━━━ Data provided
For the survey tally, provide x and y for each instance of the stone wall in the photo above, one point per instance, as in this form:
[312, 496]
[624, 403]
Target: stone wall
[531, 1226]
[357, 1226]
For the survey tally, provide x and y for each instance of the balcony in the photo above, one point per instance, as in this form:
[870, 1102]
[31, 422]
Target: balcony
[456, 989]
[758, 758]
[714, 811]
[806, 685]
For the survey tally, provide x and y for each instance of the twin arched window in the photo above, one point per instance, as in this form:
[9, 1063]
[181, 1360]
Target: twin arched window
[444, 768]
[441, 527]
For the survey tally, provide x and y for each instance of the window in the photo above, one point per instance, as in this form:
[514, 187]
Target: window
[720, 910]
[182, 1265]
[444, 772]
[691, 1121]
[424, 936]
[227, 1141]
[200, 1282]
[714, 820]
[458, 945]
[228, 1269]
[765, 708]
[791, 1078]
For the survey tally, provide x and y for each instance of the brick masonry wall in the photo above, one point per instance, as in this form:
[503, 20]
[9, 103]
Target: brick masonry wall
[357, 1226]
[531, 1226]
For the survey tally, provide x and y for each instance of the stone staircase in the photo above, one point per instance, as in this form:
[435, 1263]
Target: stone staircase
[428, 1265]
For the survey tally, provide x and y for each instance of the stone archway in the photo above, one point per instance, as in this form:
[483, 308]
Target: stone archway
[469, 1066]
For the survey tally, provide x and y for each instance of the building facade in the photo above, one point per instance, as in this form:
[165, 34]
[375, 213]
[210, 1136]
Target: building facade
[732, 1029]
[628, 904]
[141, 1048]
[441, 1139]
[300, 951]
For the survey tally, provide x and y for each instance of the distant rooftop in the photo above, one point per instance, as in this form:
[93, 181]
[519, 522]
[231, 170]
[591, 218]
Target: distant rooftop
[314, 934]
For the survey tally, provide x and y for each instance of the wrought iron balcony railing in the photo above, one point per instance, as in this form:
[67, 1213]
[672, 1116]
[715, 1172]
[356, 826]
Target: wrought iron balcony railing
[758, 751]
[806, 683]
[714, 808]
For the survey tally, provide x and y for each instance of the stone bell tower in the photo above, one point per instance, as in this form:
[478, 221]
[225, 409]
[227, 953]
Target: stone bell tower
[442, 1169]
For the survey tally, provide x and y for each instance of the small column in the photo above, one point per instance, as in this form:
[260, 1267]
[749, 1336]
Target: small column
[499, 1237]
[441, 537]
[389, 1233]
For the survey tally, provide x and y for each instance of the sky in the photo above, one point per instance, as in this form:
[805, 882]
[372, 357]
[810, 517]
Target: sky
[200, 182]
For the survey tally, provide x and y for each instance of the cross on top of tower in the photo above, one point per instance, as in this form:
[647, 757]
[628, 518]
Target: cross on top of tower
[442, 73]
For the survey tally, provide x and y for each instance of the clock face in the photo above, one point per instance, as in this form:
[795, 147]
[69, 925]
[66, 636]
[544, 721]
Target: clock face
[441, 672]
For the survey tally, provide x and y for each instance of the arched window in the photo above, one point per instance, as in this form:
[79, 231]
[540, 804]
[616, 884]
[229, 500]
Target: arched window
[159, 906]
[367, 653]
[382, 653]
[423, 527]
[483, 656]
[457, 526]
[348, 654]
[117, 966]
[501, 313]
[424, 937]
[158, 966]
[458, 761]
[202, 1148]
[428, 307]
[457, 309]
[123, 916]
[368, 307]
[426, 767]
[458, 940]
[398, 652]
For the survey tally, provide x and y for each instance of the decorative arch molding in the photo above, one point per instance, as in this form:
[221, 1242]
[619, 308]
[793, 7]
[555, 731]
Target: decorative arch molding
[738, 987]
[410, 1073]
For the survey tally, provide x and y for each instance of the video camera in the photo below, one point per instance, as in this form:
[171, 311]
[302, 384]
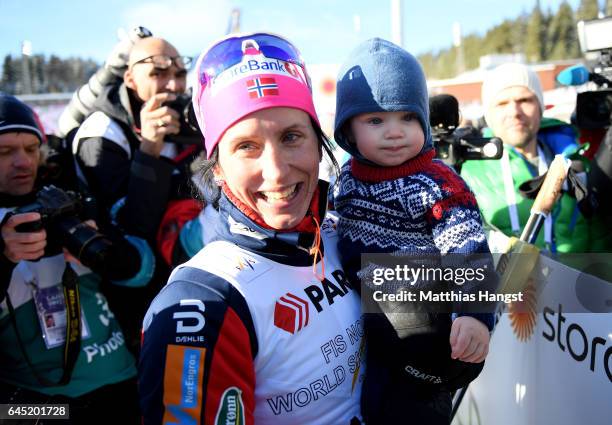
━━━━━━
**What to do**
Retype every one of the records above verbatim, leaving out the pictures.

**Result below**
For the survey tally, provide x and y for each instance of the stone wall in the photo above, one point per instance, as in this form:
[312, 496]
[624, 403]
Target: stone wall
[531, 1226]
[357, 1226]
For the survey tally, provide x and y for each instance of the balcony in the photo above, one point per instance, as in this form:
[870, 1102]
[31, 422]
Target: balcony
[456, 989]
[758, 758]
[714, 811]
[806, 685]
For the survey tally, provide x and y for each instance of the twin arched window in the photo above, one point per instance, as in this form:
[9, 1063]
[181, 1360]
Target: twin arched window
[444, 768]
[441, 527]
For the survey tally, provide x and y for each instance of the window in the photo above, one point per instance, as in this form:
[514, 187]
Target: window
[720, 910]
[182, 1265]
[444, 772]
[691, 1121]
[424, 936]
[227, 1141]
[200, 1282]
[714, 820]
[458, 945]
[228, 1269]
[765, 708]
[791, 1078]
For the survey tally, provide x and y for each instance of the brick masonry wall in the photo above, one point per instance, as in this form:
[503, 20]
[9, 103]
Target: brick masonry wall
[357, 1226]
[531, 1226]
For the survey tally, provide x and y for each instance of the stone staircase in the photo above, one point per instance, as in this form:
[435, 1263]
Target: stone staircase
[428, 1265]
For the survey tally, provide x and y for each instance of the stone archway in the photo above, one point per instance, as in this form:
[483, 308]
Target: stone archway
[469, 1066]
For the survey tally, provide x and y for each instance of the building facade in the photo above, one point per instance, as in this form:
[165, 34]
[375, 213]
[210, 1136]
Target: building facade
[732, 1029]
[628, 904]
[141, 1048]
[441, 1139]
[300, 951]
For the survey tally, provide x and y for each instance of the distant rooftop in the photo above, one point per instance, as in this form:
[93, 181]
[519, 522]
[231, 170]
[591, 218]
Target: distant rooftop
[314, 934]
For the survey tally, provide x and y for each instance of the wrought iron balcony railing in the photo above, one point per instance, as in this form:
[67, 1213]
[672, 1116]
[715, 1172]
[356, 826]
Target: wrought iron balcony railing
[758, 751]
[806, 683]
[714, 808]
For the survey tally, provide x and y for each instance of the stone bell tower in the photo above, one point per instance, as in this form:
[478, 221]
[225, 409]
[227, 953]
Target: stone bell tower
[442, 1169]
For the survey tally, provide x and y for each instance of the small column in the photo above, one point per instance, as in this form:
[260, 1267]
[749, 1336]
Target: small column
[499, 1237]
[441, 537]
[389, 1233]
For the survey tally, provide x and y for each instance of the sky in the photo above, one point per instance, as in this form:
[805, 882]
[372, 357]
[810, 517]
Target: sky
[200, 182]
For the survey tally, provide x and y for each instance of the cross on top of tower in the photo above, one point per instance, as in this form:
[647, 757]
[628, 518]
Target: cross on top of tower
[442, 73]
For the survey tally, provide x and y for each instance of the clock face in the photo above, one point per instance, as in this form:
[795, 147]
[69, 925]
[66, 636]
[544, 721]
Target: clock face
[441, 672]
For the survey tally, provide x and y for each instance of the arched window in the photo above, one point per instance, as in this form:
[79, 231]
[540, 804]
[616, 884]
[229, 500]
Target: arched window
[159, 906]
[367, 653]
[382, 653]
[423, 527]
[483, 656]
[457, 526]
[348, 654]
[117, 966]
[501, 313]
[424, 937]
[158, 966]
[458, 761]
[202, 1148]
[428, 307]
[457, 309]
[123, 916]
[368, 307]
[426, 767]
[458, 940]
[398, 652]
For the survey tally, provide x and y for each instance of the decorative arch molding in the photo above, one point per instance, as in this form:
[221, 1242]
[619, 308]
[793, 7]
[555, 731]
Target: decorative arch molding
[738, 987]
[410, 1073]
For the survey tally, provide x and y for each instance of the video camera in the photo below, one point per instance, as in this form:
[171, 311]
[302, 384]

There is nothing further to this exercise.